*課題一覧*:
1) 句会の選評で「今回はお休みです。」と記されている選者の名前を、すべて挙げなさい。
2) 句会の選評を、最後の一文の後から再開して書き進めなさい。

*読解用の抜粋*:
【 こげら 選(こ) 】
○02
雪掻いて掻いて捨雪粗大なる この冬はうちも雪掻きが大変でした。正にこんな感じです。的確な描写と思います。
○10
北開き玄界灘を確かめり 「確かめり」がいいですね。勉強になります。
○24
店長の似顔は破顔種袋 興じているのは若い店員たちでしょうか。季語から伸びゆくエネルギーみたいなものを感じました。
○34
白梅や死んで平たくなる乳房 生きる儚さを白梅が際立たせるようです。
○37
多喜二の忌こんなところに昼の月 多喜二が死の間際に見た月なのでしょうか。そう思うと凄い句と思いました。
【 荒岩のりひろ 選(の) 】
(今回はお休みです。)
【 荒木乃愛 選(乃) 】
(今回はお休みです。)
【 えみこ 選(え) 】
(今回はお休みです。)
【 森本光太郎 選(光) 】
○15 雪女初のデートと言つて消ゆ
○28
黙々と足元見つめ雪の道
○35 風船の空の色より濃かりけり
○44 日時計は影を失ひ冴返る
○52
城址の昼のベンチや猫の恋
【 さんきう 選(さ) 】
(今回はお休みです。)
【 ルカ 選(ル) 】
○27 黒鍵に躓くロンド冴返る
○34
白梅や死んで平たくなる乳房
○35 風船の空の色より濃かりけり
○51 カルナヴァル馬車馬くいと首もたげ
○60
臘梅の香りどこまで老いの恋
【 青野草太 選(草) 】
○19 硝子戸に歪む運河や冬館
○34
白梅や死んで平たくなる乳房
○37 多喜二の忌こんなところに昼の月
○43 ひょいひょいと猫追い越して風生忌
○50
血しぶきが飛ぶ春昼の予告編
以上です。

*画像内の物体位置の項目*:
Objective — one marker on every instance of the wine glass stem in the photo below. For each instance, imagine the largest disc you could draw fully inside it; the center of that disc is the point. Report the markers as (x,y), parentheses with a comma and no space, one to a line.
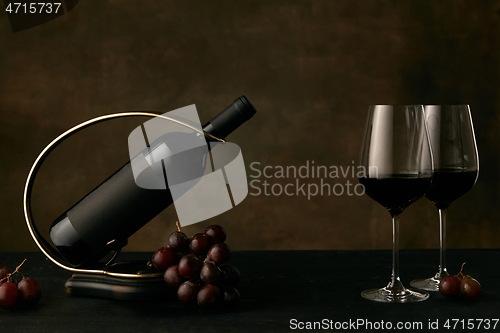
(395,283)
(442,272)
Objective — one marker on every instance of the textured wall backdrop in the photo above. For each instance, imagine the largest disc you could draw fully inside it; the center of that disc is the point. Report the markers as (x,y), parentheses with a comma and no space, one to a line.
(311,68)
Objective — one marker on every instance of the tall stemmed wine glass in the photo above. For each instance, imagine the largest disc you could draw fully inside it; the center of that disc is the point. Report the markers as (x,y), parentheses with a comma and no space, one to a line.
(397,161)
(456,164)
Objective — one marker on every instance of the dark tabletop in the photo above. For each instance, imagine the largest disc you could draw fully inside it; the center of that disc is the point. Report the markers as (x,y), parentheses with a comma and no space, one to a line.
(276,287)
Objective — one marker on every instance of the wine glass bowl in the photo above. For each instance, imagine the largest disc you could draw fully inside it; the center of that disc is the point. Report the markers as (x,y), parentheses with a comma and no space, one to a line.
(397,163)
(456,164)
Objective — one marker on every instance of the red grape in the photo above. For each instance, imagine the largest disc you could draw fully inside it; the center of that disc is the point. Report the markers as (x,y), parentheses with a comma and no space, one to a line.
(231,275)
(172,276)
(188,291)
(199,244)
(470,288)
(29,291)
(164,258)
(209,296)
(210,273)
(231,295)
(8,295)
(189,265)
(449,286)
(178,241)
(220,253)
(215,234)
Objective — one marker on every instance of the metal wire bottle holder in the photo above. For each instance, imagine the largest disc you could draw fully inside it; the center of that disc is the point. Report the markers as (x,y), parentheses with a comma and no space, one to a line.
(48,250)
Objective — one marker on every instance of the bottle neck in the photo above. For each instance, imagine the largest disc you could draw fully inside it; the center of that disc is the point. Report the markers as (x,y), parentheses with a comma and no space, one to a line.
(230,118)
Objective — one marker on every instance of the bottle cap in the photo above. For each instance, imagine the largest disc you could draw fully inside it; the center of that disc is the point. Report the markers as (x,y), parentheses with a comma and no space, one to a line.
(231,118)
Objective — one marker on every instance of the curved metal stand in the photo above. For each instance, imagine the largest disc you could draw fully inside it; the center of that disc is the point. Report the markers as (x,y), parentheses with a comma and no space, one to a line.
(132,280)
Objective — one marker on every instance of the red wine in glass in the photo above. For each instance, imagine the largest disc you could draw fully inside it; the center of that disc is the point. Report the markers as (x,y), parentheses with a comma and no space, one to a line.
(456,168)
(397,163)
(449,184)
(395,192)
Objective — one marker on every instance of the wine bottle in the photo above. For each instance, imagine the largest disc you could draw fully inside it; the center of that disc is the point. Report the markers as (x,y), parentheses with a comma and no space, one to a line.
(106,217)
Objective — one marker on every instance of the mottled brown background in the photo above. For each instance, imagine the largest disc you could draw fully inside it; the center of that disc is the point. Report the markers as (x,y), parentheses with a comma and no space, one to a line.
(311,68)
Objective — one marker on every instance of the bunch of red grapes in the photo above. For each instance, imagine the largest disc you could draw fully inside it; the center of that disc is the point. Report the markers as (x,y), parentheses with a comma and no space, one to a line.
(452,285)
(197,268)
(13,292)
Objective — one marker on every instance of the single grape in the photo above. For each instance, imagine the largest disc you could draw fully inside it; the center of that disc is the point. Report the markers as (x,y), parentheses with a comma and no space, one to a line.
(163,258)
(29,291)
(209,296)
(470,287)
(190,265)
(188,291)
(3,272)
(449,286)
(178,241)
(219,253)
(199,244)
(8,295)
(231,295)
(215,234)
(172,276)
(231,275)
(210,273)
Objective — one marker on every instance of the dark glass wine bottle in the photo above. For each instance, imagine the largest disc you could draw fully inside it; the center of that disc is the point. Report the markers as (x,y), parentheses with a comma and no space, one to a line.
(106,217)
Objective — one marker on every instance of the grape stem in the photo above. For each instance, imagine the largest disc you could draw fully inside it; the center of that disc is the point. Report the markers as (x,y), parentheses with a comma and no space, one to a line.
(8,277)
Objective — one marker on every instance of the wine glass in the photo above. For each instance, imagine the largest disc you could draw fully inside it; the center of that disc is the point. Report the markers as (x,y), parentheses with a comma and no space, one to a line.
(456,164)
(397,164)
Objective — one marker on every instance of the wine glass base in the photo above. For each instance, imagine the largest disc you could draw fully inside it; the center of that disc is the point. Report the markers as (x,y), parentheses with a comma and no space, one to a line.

*課題別の解答*:
1) 荒岩のりひろ、荒木乃愛、えみこ、さんきう

2)
【 石黒案山子 選(案) 】
○26 水仙へ朝の光の流れそむ
○27
黒鍵に躓くロンド冴返る
○41 はないきにうぐいすもちをとぶきなこ
○54 春泥が跳ぶ黒澤映画のやうに跳ぶ
○60
臘梅の香りどこまで老いの恋
【 一斗 選(一) 】
○04 雪寄せの小山は長き影を曳き
○16
日脚伸ぶ玻璃に去年の綿ぼこり
○24 店長の似顔は破顔種袋
○32 菰巻の新しきまま春立ちぬ
○44
日時計は影を失ひ冴返る
【 中村時人 選(時) 】
○07 あかがりや母は生涯水仕事
○16
日脚伸ぶ玻璃に去年の綿ぼこり
○19 硝子戸に歪む運河や冬館
○24 店長の似顔は破顔種袋
○38
金縷梅や谷戸を超ゆればまた谷戸に
他に気になった句は
10 北開き玄界灘を確かめり
26
水仙へ朝の光の流れ込む
29 若人や疲れを知らぬ神楽舞
48 恋の猫一心不乱に水をなめ
【 土曜第九 選(第) 】
○04 雪寄せの小山は長き影を曳き
○12
砂鉄掘る一族のこと冬旱
○35 風船の空の色より濃かりけり
○38 金縷梅や谷戸を越ゆればまた谷戸に
○60
臘梅の香りどこまで老いの恋
【 奥寺ひろ子 選(奥) 】
(今回は選句お休みです。)
【 滝ノ川愛 選(愛) 】
○08 役立たぬ忖度もあり寒烏
○09
頭蓋骨ゆるみ北窓開きけり
○17 夭折の画家の生家や犬ふぐり
○26 水仙へ朝の光の流れそむ
○39
春日差缶コーヒーを熱くして
【 小林タロー 選(タ) 】
○05
足首に底冷まとひつく夜かな 「まとひつき」がぴったりです。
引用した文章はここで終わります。